====== Provided material

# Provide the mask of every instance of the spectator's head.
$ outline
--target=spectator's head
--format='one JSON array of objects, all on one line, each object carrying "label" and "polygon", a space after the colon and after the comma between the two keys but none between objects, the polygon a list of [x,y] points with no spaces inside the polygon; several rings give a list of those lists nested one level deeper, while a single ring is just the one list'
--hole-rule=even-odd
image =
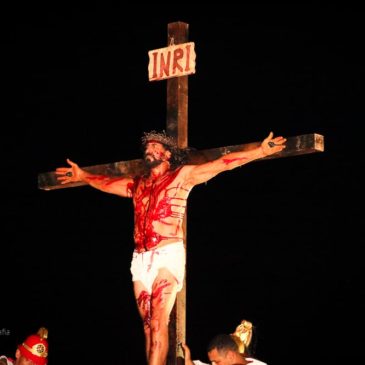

============

Work item: Quote the records above exactly, leaving out any pictures.

Answer to the problem:
# Provide the mask of every instance of the spectator's head.
$ outline
--target=spectator's head
--format='one JSON array of objects, all on one line, each object carrying "label" and "polygon", a space after the colon and after the comma between the two keys but none between objects, the polygon a list of [x,y] points with no spaces inside the polygon; several rings give a list of those lists nested one level deeper, while a single ring is just the one list'
--hole-rule=even-odd
image =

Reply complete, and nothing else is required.